** Begin Text provided **
Wednesday, September 6, 2017

The "bitcoin boy" is siding with what should be

The split within bitcoin , original bitcoin and the bitcoin cash had produced some indecisions on what do you expect to happen with bitcoin , given that there was already a split . 

Where do you concentrate between the two. So for me to understand what is happening a more thorough understanding on why the split had happened would lead us more to the technical know how about this new technology. Andreas Antonopolous the bitcoin boy is highly reliable about this matter. Watch his explanation about the scaling , segwit and concensus. He is not siding with any of the two, he is for where bitcoin should be and predicts what would happen again. 

This video was posted on you tube before the split and Andreas already know what will happen. Important points on Andreas explanations ; 

1. Bitcoin has the ability to "fork" meaning to split, partition in two because if you have ten thousand computers in the world
and there is a disagreement. you have to split temporary and come back again to agree. Bitcon does this, this happens within bitcoin and nobody notice this. 

2. There is a different kind of  fork , when rules change or part of the network change the rules . How big is the block today there is a rule that the block should be 1 meg , thats it every 10 minutes 1 meg, 6 blocks an hour, 144 megs a day and thats it.  Tthe capacity of the transaction and that causes the fees and the capacity  issues.  That some people wants to change the rules , how about 2 meg,  4 meg or 8 meg or what ever. 

3. But in order to that , there is a need to convince everyone or there they end up splitting the network so they will do there own bitcoin . which has different set of rules and different from the original bitcoin which has its set of rules. There is such a thing called "consensus fork" 

4. There is an ongoing scaling  debate for the last two years , which was "how to make bitcoin" to  support of more transactions? The difficulty is giving more power to some participants than  others , that is why giving it free and more open . decentralized,  while doing more transactions is the "hard question"  So we have to make it free , open but a lot of people dont want that kind of answers. So they are not willing to do that, so that was the debate ?

5. There are three on going proposals , one segregated witness which means to restructure transactions in such a way to have two parts of the transaction one who has to contain the signatures and the other one contains everything else , this will necessary increase the space by about 1.7 meg , almost twice the space in the transactions.
** End Text provided **
** Begin Material supplied **
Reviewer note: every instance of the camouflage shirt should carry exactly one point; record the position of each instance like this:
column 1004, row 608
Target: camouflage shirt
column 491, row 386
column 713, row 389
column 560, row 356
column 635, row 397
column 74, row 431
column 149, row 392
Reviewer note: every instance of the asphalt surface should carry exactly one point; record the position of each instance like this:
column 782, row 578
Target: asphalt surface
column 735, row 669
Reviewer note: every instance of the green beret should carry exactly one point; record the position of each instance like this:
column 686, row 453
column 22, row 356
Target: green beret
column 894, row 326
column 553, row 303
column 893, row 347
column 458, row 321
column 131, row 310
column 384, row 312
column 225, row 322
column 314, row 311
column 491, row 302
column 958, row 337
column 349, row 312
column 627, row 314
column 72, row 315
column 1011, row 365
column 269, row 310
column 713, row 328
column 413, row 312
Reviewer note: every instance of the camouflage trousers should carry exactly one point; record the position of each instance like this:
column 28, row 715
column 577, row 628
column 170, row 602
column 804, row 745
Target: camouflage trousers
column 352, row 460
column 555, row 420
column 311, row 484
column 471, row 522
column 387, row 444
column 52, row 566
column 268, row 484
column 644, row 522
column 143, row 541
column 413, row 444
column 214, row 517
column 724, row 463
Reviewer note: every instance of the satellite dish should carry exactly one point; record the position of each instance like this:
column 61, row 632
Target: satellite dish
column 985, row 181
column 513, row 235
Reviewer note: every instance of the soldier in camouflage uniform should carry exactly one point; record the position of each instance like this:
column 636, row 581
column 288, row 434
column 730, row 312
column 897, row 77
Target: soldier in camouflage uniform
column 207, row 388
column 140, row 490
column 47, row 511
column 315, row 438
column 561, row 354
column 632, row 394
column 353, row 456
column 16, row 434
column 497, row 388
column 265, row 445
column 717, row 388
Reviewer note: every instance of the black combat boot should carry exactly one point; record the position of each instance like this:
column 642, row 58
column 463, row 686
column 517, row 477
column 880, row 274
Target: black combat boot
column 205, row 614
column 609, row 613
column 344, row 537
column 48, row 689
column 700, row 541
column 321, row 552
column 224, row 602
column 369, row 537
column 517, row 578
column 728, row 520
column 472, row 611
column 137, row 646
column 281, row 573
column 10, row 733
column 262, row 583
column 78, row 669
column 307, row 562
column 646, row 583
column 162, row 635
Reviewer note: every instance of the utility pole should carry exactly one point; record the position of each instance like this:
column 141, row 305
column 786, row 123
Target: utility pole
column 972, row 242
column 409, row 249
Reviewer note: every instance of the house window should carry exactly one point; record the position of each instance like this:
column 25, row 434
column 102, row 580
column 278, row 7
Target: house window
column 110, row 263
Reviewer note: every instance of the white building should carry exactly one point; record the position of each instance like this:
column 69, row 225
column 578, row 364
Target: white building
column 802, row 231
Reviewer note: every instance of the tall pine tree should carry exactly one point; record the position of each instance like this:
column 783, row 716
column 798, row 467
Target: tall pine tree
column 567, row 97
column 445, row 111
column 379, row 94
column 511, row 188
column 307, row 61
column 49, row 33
** End Material supplied **
→ Tasks for this exercise:
1. From the bitcoin post, reproduce the part that opens with the words containing "4. There is" and closes with "the debate ?".
2. According to the bitcoin post, why does Bitcoin split temporarily? Answer in one to three sentences.
3. Rewrite the paragraph of the bitcoin post that begins "There are three on going proposals" as a short list, keeping its main facts.

→ Solutions below:
1.
4. There is an ongoing scaling  debate for the last two years , which was "how to make bitcoin" to  support of more transactions? The difficulty is giving more power to some participants than  others , that is why giving it free and more open . decentralized,  while doing more transactions is the "hard question"  So we have to make it free , open but a lot of people dont want that kind of answers. So they are not willing to do that, so that was the debate ?

2. When thousands of computers around the world disagree, the network has to split temporarily. It then comes back together once they agree.

3.
- Three proposals are under way.
- One of them is segregated witness. It restructures a transaction into two parts: one contains the signatures and the other contains everything else.
- This would increase the space by about 1.7 meg, almost twice the space in the transactions.